--- Text section ---
The coilovers are 2" x 10" Fox Coilovers. As far as what the tower looks like, check out the Xterra SAS kit on www.purenissan.com as that is what is on my truck. I daily drive my 35s and have had no issues, I may even go up to 36s or 37s soon. A SAS is too much lift to run 32s, I would go 35s at the minimum.


----------



## cgvalant (Nov 14, 2005)

Thought I would post some updated pics of the truck. I have been doing a lot of things on it lately which include moving the sliders up 2", mounting the a-pillar bracket for the snorkel, installing the new wheels and tires, mounting my high-lift on the tire carrier and rebuilding my rear spring pack. Here are some pics of it all:























































And here is the damage from my last trip... lost the damn door handle!


----------



## Heffernan (Apr 17, 2006)

killin' it :thumbup:

Love me an SAS'd Xterra.


----------



## geofftii2002 (Nov 6, 2001)

Very cool build! I really like XTerras - they look great in full on attack trim.


----------



## cgvalant (Nov 14, 2005)

Thank guys!

Well, I found two videos from the last trip, unfortunately that was it. Couldn't find any footage from the harder obstacles.

Where I ripped my door handle off:



First ledge (probably should have aired down more):


----------



## Trike Kid (Sep 28, 2008)

It's too bad you have to make an X so tall to fit a 35, that thing would be awful spooky on the trails around here being that high up. Pretty cool rig though.


----------



## cgvalant (Nov 14, 2005)

It does just fine and has seen plenty of off camber spots. Don't need that much lift to fit 35s (could be running at least 37s but they were to hard to come by) and the body lift makes it look bigger than it really is. Frame is only 22" below the driver seat and it only has about 2" more lift than what it takes to put 33s under an Xterra. There are plenty of Nissans rolling around with the same/similar setup (especially out west) and they all do just fine.


----------



## Trike Kid (Sep 28, 2008)

cgvalant said:


> It does just fine and has seen plenty of off camber spots. Don't need that much lift to fit 35s (could be running at least 37s but they were to hard to come by) and the body lift makes it look bigger than it really is. Frame is only 22" below the driver seat and it only has about 2" more lift than what it takes to put 33s under an Xterra. There are plenty of Nissans rolling around with the same/similar setup (especially out west) and they all do just fine.

--- Written problem a ---
Count the lines in the entries that contain the string "story". Reply with the number only.

--- Records shown ---

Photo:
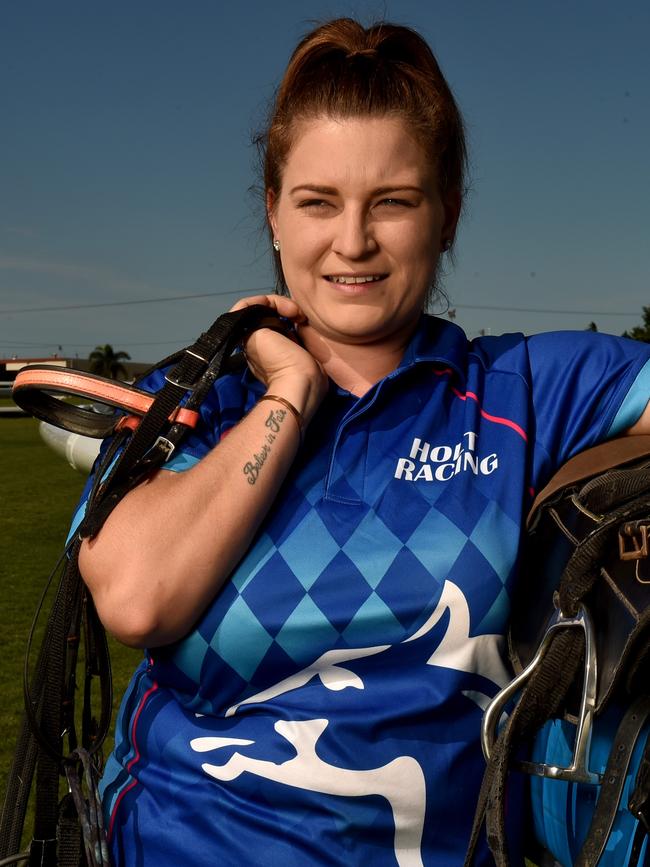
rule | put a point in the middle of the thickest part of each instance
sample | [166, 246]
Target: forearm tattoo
[253, 467]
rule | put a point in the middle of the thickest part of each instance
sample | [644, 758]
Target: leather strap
[609, 798]
[592, 462]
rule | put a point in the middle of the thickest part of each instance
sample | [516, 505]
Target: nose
[354, 237]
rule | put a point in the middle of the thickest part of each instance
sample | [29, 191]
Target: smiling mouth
[353, 280]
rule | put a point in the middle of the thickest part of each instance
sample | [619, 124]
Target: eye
[396, 203]
[314, 204]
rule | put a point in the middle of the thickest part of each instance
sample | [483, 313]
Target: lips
[354, 279]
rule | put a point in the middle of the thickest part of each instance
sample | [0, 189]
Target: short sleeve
[586, 387]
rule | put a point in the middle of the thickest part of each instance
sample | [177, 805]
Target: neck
[356, 367]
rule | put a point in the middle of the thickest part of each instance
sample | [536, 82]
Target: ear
[270, 211]
[452, 204]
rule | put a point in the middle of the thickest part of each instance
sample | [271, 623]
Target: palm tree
[104, 361]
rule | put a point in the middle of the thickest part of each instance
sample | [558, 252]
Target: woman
[324, 591]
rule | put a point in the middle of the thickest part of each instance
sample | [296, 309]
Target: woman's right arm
[169, 545]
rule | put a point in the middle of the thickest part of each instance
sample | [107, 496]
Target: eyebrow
[379, 191]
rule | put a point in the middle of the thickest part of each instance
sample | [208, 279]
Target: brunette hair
[342, 69]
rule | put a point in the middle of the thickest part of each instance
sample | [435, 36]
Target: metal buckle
[186, 385]
[577, 771]
[633, 531]
[167, 446]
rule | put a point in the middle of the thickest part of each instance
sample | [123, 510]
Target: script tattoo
[252, 468]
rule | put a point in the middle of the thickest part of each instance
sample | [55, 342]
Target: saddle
[61, 736]
[579, 643]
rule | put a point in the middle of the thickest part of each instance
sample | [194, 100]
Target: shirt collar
[434, 341]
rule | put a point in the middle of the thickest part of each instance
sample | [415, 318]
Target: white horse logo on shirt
[401, 782]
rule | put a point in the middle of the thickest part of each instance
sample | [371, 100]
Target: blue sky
[126, 165]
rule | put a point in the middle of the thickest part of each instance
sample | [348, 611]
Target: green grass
[39, 493]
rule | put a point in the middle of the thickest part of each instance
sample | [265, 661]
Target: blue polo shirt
[326, 707]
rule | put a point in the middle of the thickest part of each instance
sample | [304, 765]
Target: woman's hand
[169, 545]
[282, 364]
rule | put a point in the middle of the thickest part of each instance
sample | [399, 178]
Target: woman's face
[361, 225]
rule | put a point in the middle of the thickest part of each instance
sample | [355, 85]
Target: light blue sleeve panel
[586, 387]
[634, 403]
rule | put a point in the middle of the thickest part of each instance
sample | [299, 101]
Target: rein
[54, 741]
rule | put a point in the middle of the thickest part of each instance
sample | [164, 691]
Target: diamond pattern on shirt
[436, 542]
[372, 548]
[228, 641]
[307, 633]
[495, 535]
[309, 549]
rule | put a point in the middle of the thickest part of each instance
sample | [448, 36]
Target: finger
[284, 306]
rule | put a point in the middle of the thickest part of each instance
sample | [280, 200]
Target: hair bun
[362, 52]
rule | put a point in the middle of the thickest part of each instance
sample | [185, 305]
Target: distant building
[9, 367]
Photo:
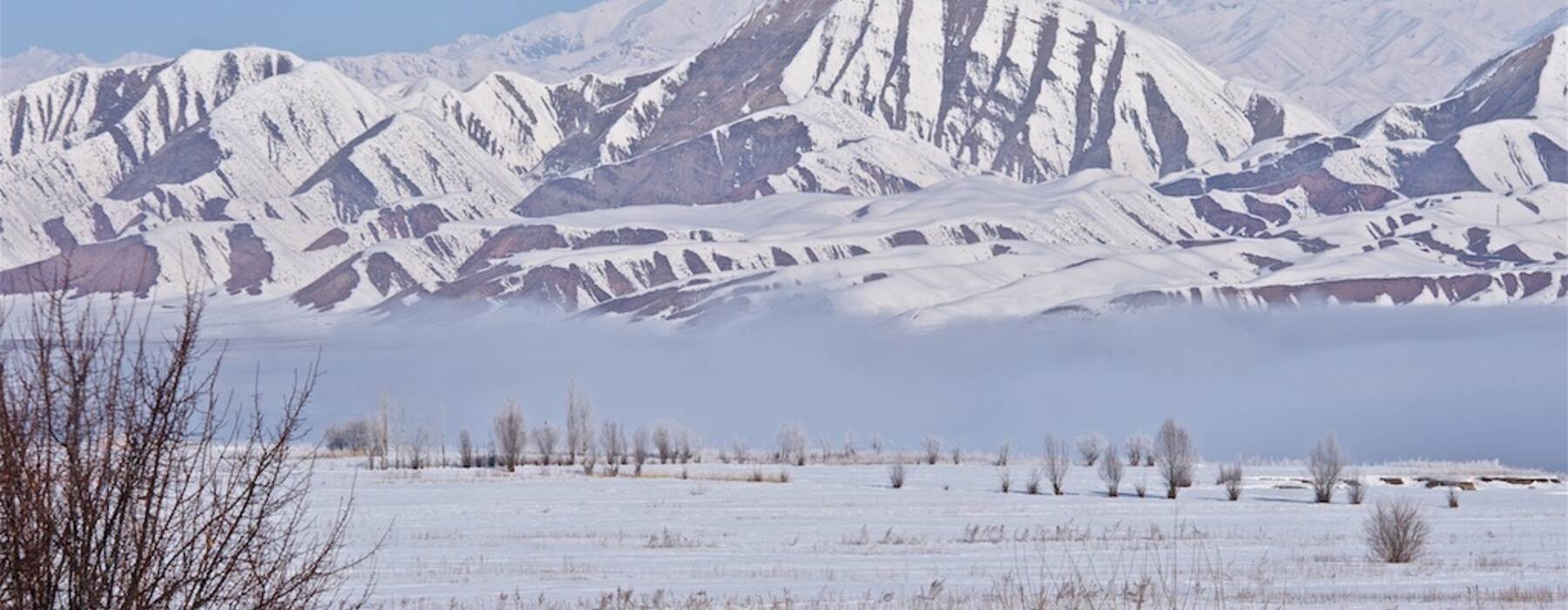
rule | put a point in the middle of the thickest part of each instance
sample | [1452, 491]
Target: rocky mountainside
[1344, 58]
[925, 162]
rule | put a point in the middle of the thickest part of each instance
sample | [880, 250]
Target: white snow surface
[841, 537]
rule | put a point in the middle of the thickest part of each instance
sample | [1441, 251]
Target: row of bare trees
[131, 480]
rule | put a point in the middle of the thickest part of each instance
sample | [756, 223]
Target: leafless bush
[1231, 480]
[1396, 532]
[639, 451]
[737, 451]
[464, 449]
[579, 422]
[1324, 464]
[129, 480]
[1090, 447]
[510, 435]
[352, 437]
[1111, 471]
[544, 441]
[1355, 488]
[792, 444]
[1139, 449]
[612, 437]
[1058, 461]
[932, 447]
[1175, 457]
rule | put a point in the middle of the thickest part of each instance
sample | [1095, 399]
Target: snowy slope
[611, 38]
[1344, 58]
[38, 63]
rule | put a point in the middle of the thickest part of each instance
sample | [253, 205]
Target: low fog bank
[1450, 383]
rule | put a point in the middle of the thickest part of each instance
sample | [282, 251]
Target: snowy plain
[841, 537]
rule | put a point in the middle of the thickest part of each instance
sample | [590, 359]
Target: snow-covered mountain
[924, 162]
[611, 38]
[37, 63]
[1344, 58]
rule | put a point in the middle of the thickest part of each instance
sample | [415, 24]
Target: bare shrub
[131, 480]
[1231, 480]
[1139, 449]
[352, 437]
[1058, 461]
[1111, 471]
[1324, 464]
[1355, 488]
[510, 435]
[579, 422]
[1396, 532]
[1090, 447]
[464, 449]
[737, 451]
[544, 441]
[932, 447]
[1175, 455]
[639, 451]
[612, 439]
[792, 444]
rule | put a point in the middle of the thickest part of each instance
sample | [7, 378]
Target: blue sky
[104, 29]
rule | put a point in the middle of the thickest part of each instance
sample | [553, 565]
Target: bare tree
[1396, 532]
[464, 449]
[1032, 484]
[544, 441]
[352, 437]
[1058, 461]
[510, 433]
[613, 443]
[1111, 471]
[579, 422]
[1324, 464]
[737, 451]
[639, 451]
[1231, 480]
[933, 449]
[1139, 449]
[1355, 488]
[792, 444]
[896, 474]
[1175, 455]
[664, 443]
[1090, 447]
[131, 480]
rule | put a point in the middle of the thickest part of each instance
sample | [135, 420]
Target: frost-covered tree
[1090, 447]
[1324, 464]
[1111, 471]
[1056, 461]
[1175, 455]
[544, 439]
[510, 435]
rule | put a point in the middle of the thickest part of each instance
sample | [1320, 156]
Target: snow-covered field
[841, 537]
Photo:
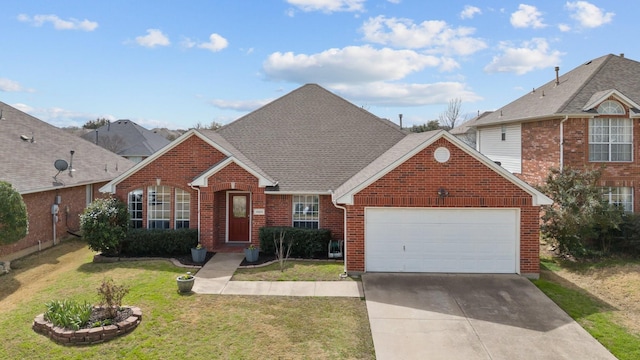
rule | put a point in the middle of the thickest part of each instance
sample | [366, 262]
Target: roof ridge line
[586, 82]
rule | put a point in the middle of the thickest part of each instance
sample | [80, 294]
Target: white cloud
[394, 94]
[239, 105]
[433, 36]
[59, 24]
[328, 6]
[469, 12]
[352, 64]
[564, 27]
[216, 43]
[531, 55]
[154, 38]
[588, 15]
[7, 85]
[527, 16]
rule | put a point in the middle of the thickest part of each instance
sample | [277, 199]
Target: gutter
[562, 142]
[198, 190]
[344, 210]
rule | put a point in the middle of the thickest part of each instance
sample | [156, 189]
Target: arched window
[611, 107]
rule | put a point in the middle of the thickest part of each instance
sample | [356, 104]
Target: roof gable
[311, 140]
[126, 138]
[209, 137]
[409, 147]
[28, 165]
[573, 91]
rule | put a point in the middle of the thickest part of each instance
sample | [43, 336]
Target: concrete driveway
[429, 316]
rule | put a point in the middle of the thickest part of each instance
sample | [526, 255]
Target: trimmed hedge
[143, 242]
[307, 243]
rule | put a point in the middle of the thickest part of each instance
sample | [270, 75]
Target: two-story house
[587, 117]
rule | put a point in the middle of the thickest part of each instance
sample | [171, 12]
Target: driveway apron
[435, 316]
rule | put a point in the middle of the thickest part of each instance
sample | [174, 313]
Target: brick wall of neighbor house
[541, 151]
[470, 184]
[40, 236]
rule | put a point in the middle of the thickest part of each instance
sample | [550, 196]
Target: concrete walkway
[215, 278]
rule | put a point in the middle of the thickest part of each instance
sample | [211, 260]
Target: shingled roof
[311, 140]
[29, 147]
[573, 91]
[131, 138]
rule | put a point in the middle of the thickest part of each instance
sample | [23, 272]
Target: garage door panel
[441, 240]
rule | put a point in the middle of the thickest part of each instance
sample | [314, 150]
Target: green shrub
[14, 220]
[68, 314]
[111, 296]
[157, 242]
[307, 243]
[580, 222]
[104, 225]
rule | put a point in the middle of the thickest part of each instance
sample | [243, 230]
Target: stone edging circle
[87, 336]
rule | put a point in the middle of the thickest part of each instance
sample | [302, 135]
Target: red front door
[238, 217]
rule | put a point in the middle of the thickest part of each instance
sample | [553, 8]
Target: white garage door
[442, 240]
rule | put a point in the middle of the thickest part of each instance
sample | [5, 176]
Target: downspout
[562, 142]
[198, 190]
[344, 210]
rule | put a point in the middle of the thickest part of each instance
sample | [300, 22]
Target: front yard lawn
[603, 297]
[175, 326]
[295, 270]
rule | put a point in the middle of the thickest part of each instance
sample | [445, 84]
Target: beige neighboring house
[29, 148]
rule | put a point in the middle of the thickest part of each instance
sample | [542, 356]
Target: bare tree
[449, 118]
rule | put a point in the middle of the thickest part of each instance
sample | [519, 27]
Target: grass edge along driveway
[598, 317]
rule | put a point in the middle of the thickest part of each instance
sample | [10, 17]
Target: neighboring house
[29, 148]
[404, 202]
[467, 131]
[584, 118]
[127, 139]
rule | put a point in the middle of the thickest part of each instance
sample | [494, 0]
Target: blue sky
[179, 63]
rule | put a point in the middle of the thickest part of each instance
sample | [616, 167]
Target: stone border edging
[87, 336]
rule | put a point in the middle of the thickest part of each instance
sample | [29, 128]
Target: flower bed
[87, 336]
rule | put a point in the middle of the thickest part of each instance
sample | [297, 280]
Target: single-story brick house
[29, 147]
[404, 202]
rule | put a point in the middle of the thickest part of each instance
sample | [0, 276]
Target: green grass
[593, 315]
[175, 326]
[294, 270]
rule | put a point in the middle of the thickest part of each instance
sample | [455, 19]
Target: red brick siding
[541, 151]
[72, 204]
[280, 213]
[470, 183]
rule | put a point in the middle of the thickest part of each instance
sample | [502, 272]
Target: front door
[238, 217]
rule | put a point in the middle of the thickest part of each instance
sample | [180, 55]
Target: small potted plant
[185, 282]
[251, 253]
[198, 253]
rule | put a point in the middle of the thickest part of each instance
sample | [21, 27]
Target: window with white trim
[622, 196]
[183, 209]
[158, 207]
[135, 209]
[306, 211]
[610, 139]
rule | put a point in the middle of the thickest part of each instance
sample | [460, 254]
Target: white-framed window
[610, 139]
[622, 196]
[306, 212]
[158, 207]
[183, 209]
[135, 209]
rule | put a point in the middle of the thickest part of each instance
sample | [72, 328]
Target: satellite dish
[60, 165]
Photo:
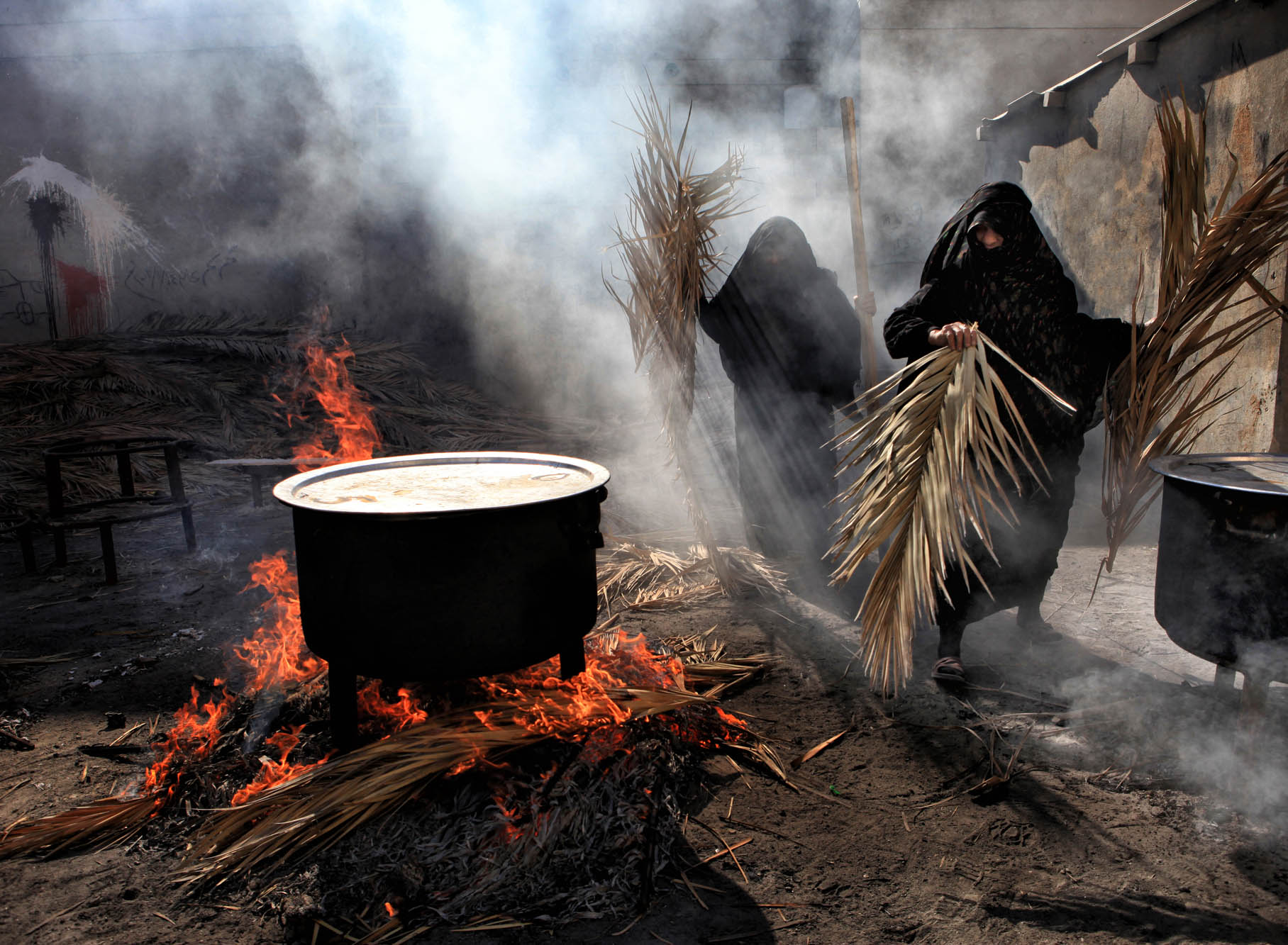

--- Written problem b ---
For each statement, say whether it agrees with the Xterra thread. Answer yes or no and quote the deciding words. (i) The truck lost a door handle on the last trip. (ii) The poster found footage from the harder obstacles. (iii) The poster thinks a SAS is too much lift to run 32s.

--- Exercise answer a ---
2

--- Exercise answer b ---
(i) Yes: "lost the damn door handle!"
(ii) No: "Couldn't find any footage from the harder obstacles."
(iii) Yes: "A SAS is too much lift to run 32s"